Stay Tuned

October 9, 2007

Try to tune in on the breath. There are different ways you can do this. You can start out by thinking about the breath. You might have a mental picture with the energy flowing through the body, around the body. Or you can tune in to the feeling of the breath. Like a vapor of alcohol, it can’t be contained. It has no clear or boundaries. It flows through the body, around the body. So allow your mind to tune in to the lightness of the breath in the same way that you tune a radio to a specific station. This is called tuning in to the level of form.

The mind can experience three levels of becoming. There’s the level of sensuality, where you’re focused on your desire for sights, sounds, smells, tastes, or tactile sensations. There’s the level of form, which is primarily your inner sensation of the body—how the body feels from inside—and this is defined in four terms: in terms of the breath, in terms of earth, water, fire. In other words, breath is a sense of motion or energy; earth is the solidity; water is the coolness, the liquid sensations; and fire is the warmth. That’s form. Then there is the formless level, which covers things like space or awareness.

And you can tune in to any of these. They are here all the time. It’s a question of which one you choose to focus on, which one you want to stay with. It’s like setting up a TV set, an AM/FM radio, and a short-wave radio here in the sala. You realize there are lots of waves coming through the sala right now. The TV-station waves, the AM/FM radio waves, the short waves, and you could choose to tune in to any of them. They’re all here. It’s simply a question of which one you are going to choose. And our minds tend to be channel surfers. We jump from one to the other, sometimes TV, sometimes radio, different channels, different radio stations. If we keep jumping around like this, we just pick up bits and snatches of things. We don’t hear or see anything all the way through.

This is why we have to choose to stay consistently with one level of becoming. So let’s focus on the body in and of itself, the sensation of having a body here right now, the sensation of warmth, coolness, motion, solidity. Try to stay focused on that level. Any images or sensations or notions from other levels, just let them go, let them pass. They are going to be here, but you don’t have to focus on them. Stay consistently with a sense of the body, how you’re feeling it from the inside. And hang on right there.

■ RECORDED DATA ■
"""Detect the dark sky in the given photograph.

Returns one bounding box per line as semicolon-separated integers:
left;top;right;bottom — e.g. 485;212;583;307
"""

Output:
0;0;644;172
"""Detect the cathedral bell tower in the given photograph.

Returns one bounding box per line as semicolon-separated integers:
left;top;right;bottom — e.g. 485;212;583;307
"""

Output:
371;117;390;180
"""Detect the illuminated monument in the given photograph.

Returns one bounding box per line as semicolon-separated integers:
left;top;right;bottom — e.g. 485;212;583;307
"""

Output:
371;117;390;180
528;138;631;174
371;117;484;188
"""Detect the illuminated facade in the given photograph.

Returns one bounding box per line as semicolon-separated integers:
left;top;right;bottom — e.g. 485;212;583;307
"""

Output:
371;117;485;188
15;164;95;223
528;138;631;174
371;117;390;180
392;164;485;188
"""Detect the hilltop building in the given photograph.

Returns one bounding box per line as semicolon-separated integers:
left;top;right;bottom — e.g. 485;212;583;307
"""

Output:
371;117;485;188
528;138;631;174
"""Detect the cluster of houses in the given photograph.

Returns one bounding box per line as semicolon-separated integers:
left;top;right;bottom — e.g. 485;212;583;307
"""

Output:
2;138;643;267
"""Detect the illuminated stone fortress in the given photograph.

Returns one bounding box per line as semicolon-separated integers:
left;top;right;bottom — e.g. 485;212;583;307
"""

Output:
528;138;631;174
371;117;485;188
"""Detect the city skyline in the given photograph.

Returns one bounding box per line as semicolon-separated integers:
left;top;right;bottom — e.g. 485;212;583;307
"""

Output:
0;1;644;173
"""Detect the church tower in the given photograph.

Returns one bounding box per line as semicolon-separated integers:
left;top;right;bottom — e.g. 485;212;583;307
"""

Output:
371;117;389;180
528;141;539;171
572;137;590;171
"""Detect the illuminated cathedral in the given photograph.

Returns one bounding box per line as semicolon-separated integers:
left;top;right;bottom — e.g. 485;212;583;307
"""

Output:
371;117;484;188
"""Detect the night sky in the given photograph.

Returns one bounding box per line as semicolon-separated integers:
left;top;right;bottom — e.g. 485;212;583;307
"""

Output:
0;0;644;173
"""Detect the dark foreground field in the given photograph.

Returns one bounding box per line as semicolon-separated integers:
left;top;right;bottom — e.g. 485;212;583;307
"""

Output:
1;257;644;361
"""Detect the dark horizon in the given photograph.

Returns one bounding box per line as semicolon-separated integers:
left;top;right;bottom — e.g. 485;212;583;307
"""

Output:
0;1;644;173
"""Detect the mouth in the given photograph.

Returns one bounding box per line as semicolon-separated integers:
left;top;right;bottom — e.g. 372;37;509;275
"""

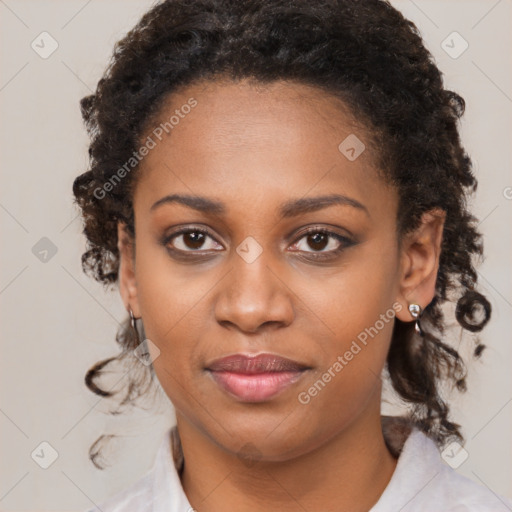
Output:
206;354;310;402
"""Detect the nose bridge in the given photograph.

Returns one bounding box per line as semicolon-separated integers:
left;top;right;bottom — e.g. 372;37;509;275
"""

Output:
215;237;293;332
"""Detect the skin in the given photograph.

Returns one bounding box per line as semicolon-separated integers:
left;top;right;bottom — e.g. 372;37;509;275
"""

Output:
118;80;444;512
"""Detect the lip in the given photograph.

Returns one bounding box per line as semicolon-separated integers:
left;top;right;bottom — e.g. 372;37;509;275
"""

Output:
206;354;309;402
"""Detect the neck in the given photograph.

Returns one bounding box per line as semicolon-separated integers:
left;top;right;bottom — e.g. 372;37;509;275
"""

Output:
177;401;397;512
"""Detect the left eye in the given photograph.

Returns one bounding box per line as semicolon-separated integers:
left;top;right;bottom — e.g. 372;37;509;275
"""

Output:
292;230;349;253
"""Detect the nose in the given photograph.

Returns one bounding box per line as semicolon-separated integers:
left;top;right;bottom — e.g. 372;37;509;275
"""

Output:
215;251;294;333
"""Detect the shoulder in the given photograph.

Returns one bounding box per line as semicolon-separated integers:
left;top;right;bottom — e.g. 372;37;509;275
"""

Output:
371;429;512;512
84;471;153;512
430;465;512;512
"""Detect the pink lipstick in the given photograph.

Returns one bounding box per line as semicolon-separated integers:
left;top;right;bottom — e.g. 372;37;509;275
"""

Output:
206;354;309;402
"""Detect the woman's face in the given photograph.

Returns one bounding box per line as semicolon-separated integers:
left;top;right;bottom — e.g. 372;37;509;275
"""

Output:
121;81;420;460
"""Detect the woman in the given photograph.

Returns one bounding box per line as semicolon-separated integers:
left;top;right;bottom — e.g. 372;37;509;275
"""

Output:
74;0;512;512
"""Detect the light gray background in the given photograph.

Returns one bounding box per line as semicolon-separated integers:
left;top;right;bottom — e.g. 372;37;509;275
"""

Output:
0;0;512;511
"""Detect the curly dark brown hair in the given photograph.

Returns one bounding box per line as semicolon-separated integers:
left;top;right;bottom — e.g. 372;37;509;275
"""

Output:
73;0;491;468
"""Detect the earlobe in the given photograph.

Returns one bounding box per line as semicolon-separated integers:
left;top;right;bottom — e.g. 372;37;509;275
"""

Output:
396;209;446;322
117;222;140;317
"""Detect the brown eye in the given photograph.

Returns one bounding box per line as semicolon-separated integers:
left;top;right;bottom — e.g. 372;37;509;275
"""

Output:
293;229;351;253
165;228;222;252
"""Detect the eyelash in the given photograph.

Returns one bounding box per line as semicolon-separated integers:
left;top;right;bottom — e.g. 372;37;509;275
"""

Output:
161;227;356;261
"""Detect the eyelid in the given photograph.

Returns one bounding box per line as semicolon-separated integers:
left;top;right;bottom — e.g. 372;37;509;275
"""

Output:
161;225;357;258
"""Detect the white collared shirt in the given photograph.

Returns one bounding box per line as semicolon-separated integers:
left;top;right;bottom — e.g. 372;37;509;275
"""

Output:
86;429;512;512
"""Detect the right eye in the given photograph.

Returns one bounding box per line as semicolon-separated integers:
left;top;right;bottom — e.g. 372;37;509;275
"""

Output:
164;228;222;252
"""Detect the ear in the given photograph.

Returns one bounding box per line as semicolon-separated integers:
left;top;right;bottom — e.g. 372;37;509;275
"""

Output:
396;208;446;322
117;222;140;318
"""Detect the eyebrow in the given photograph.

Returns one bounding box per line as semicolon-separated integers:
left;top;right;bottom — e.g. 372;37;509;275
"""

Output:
150;194;370;219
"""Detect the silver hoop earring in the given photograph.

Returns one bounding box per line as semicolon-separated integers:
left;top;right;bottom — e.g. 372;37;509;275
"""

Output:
128;306;139;339
409;304;423;336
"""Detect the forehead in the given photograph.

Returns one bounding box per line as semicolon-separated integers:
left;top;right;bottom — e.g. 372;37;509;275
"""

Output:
136;80;393;219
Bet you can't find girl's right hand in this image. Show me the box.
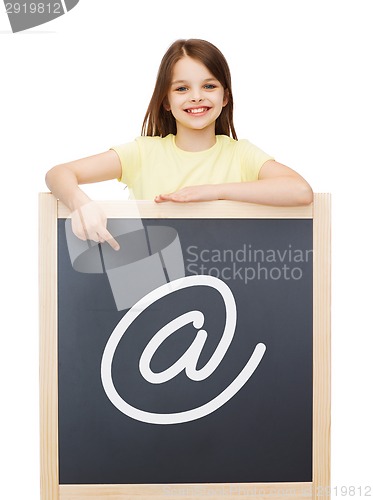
[71,201,120,250]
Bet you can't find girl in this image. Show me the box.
[46,39,313,249]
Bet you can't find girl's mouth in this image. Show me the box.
[184,106,211,115]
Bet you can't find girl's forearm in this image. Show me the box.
[45,165,91,211]
[217,176,313,206]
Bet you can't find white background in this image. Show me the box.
[0,0,373,500]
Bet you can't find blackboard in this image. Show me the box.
[39,197,330,498]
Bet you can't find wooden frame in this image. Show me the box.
[39,193,331,500]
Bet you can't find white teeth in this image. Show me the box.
[187,108,208,113]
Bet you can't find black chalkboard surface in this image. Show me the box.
[58,219,313,485]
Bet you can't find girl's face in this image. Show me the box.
[164,56,228,133]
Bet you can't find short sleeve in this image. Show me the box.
[238,139,274,182]
[110,141,140,187]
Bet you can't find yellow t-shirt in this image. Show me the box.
[111,134,273,200]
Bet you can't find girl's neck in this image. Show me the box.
[175,124,216,152]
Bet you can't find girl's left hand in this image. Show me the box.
[154,184,219,203]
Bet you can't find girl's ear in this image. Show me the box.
[223,89,229,108]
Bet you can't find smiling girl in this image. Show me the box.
[46,39,313,249]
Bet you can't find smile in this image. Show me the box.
[184,107,210,115]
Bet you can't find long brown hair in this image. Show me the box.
[141,39,237,139]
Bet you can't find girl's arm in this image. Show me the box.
[45,150,122,250]
[155,160,313,206]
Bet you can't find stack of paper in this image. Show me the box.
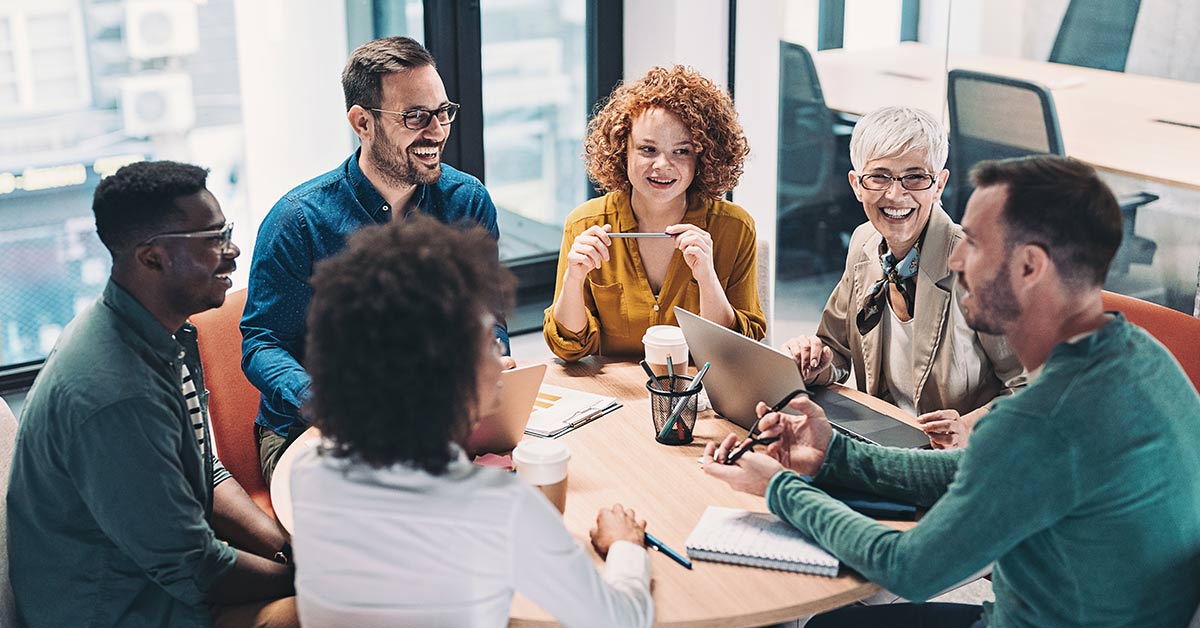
[526,384,620,438]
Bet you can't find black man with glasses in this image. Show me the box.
[241,37,514,484]
[768,107,1025,449]
[7,161,298,628]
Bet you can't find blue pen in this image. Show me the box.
[659,361,710,441]
[646,532,691,569]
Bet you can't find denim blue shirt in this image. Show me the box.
[241,149,508,436]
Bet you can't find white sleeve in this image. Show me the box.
[511,488,654,628]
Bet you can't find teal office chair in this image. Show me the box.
[943,70,1158,276]
[776,41,863,275]
[1050,0,1141,72]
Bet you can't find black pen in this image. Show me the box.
[725,388,808,465]
[646,532,691,569]
[722,436,779,465]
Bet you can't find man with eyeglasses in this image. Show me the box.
[241,37,514,483]
[7,161,298,628]
[784,107,1025,449]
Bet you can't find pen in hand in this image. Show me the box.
[724,388,805,465]
[644,532,691,569]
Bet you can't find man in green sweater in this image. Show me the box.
[704,156,1200,628]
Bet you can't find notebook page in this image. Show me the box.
[686,506,838,569]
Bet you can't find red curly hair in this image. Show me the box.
[583,65,750,198]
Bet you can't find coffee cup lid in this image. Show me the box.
[512,438,571,465]
[642,325,686,346]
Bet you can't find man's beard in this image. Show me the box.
[370,131,442,187]
[964,263,1021,335]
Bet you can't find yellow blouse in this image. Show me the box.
[542,192,767,360]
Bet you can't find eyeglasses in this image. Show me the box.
[858,173,937,192]
[371,102,461,131]
[138,222,233,255]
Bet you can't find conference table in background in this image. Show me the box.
[271,358,916,628]
[812,42,1200,190]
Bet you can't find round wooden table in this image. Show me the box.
[271,358,912,628]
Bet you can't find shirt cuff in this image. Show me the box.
[604,540,650,587]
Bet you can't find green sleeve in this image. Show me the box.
[65,399,236,605]
[767,411,1080,602]
[816,432,962,508]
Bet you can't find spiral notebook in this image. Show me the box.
[685,506,838,576]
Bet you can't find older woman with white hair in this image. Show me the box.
[784,107,1025,448]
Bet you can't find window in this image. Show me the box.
[0,0,245,383]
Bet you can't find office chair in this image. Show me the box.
[0,399,18,628]
[944,70,1158,276]
[1100,291,1200,390]
[776,41,863,275]
[1050,0,1141,72]
[191,288,275,518]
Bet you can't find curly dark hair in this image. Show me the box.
[583,65,750,198]
[91,161,209,261]
[342,37,437,111]
[305,215,515,474]
[971,155,1123,287]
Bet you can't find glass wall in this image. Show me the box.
[0,0,246,367]
[480,0,588,264]
[776,0,1200,337]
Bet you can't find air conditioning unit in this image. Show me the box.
[125,0,200,59]
[121,72,196,137]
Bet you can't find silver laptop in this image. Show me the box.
[467,364,546,455]
[674,307,929,448]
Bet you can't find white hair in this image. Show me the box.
[850,107,949,173]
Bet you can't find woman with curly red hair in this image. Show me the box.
[542,66,767,360]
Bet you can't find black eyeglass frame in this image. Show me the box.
[368,102,462,131]
[858,172,937,192]
[138,221,233,255]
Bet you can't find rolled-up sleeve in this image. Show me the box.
[64,399,236,605]
[241,197,312,420]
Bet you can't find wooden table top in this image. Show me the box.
[812,42,1200,190]
[271,358,916,628]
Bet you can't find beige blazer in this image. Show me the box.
[815,205,1025,414]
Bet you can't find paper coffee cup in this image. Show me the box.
[642,325,688,375]
[512,438,571,513]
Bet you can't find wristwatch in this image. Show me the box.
[271,540,292,564]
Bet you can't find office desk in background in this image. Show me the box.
[814,42,1200,190]
[271,358,916,628]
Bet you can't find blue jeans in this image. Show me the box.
[805,603,985,628]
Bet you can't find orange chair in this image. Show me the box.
[1100,291,1200,390]
[191,288,275,518]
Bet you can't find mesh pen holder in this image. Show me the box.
[646,375,704,444]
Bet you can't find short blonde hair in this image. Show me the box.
[850,107,949,173]
[583,65,750,198]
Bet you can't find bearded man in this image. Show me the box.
[241,37,512,484]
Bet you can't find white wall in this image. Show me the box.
[624,0,730,88]
[234,0,352,286]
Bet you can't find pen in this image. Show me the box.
[667,353,674,393]
[646,532,691,569]
[641,360,666,393]
[725,388,805,465]
[608,232,672,238]
[659,361,712,441]
[722,436,779,465]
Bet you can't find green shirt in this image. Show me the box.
[8,281,236,628]
[767,315,1200,628]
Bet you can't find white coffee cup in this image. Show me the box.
[512,438,571,513]
[642,325,688,375]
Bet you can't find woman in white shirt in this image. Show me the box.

■ WORK TO DO ■
• A. In the talk on tuning in to the breath, why does the speaker say we have to choose to stay consistently with one level of becoming? Answer in one to three sentences.
• B. Carry the talk on tuning in to the breath further, starting after its last sentence.

■ FINAL RESULTS ■
• A. The mind tends to jump from one level to another like a channel surfer flipping between TV and radio stations. Jumping around this way, we pick up only bits and snatches and never hear or see anything all the way through. Staying with one level avoids that.

• B.
As we do this, we’re creating a state of becoming. That’s what the path is all about. You create the path, you bring it into being. This is one of the paradoxes of the Buddha’s whole teaching. On the one hand we’re trying to overcome craving for becoming, which is one of the causes of suffering. But the path we follow is one that brings something into being. We do some becoming, but it’s a tactical sort of thing. As you stay consistently with the breath, you start to understand things better, you see things more clearly. It’s like tuning in to one channel, or one radio station, and just staying there. If there’s music, you hear the piece all the way through. If there’s a discussion, you hear the discussion from beginning to end. In other words, you know things all the way from cause to effect. That’s how you give rise to the discernment that will set you free.

The Buddha uses a different analogy. Of course in those days they didn’t have radio stations, so his analogy is planting a seed in a field. The field here is your kamma. The fact that you’ve got a body sitting here right now, that’s a result of past kamma. The seed is your consciousness, your awareness. And for any seed to grow, of course, you’ve got to plant it in one place. You don’t move it around. Planting it here today, then digging it up tomorrow, moving it someplace else, you’ll never get the plant you want. So you stay in one place. And then once the seed is in place, you water it. You water it with delight.

In other words, the practice of concentration has to be something you like to do. This is why it’s important when you meditate, when you’re trying to develop a state of concentration, that you choose an object you like. Or you can take the most common object, which is the breath, and you make it into something you like. In that way the state of becoming grows. So the field here is the sense of the body from within, the seed of consciousness is focused on one spot in the body. The essence of what it means to have a state of becoming is that you choose a location to stay focused. And because you want this one to develop, you don’t go channel surfing. You don’t go moving your seed around along with your mood. You choose a place and then stick with it, and then you water it with delight.

In the beginning, the delight is simply the sense of interest that comes from exploring what it feels like to inhabit the body, what this breath energy is that we keep talking about, what’s earth, what’s water, what’s fire. It sounds like primitive chemistry but it’s not. It’s more like giving us a vocabulary to help you see and describe things inside, the same way that professional tasters need a detailed vocabulary to describe all the variations of taste. The more complete your vocabulary, the more you start seeing, the more you start sensing.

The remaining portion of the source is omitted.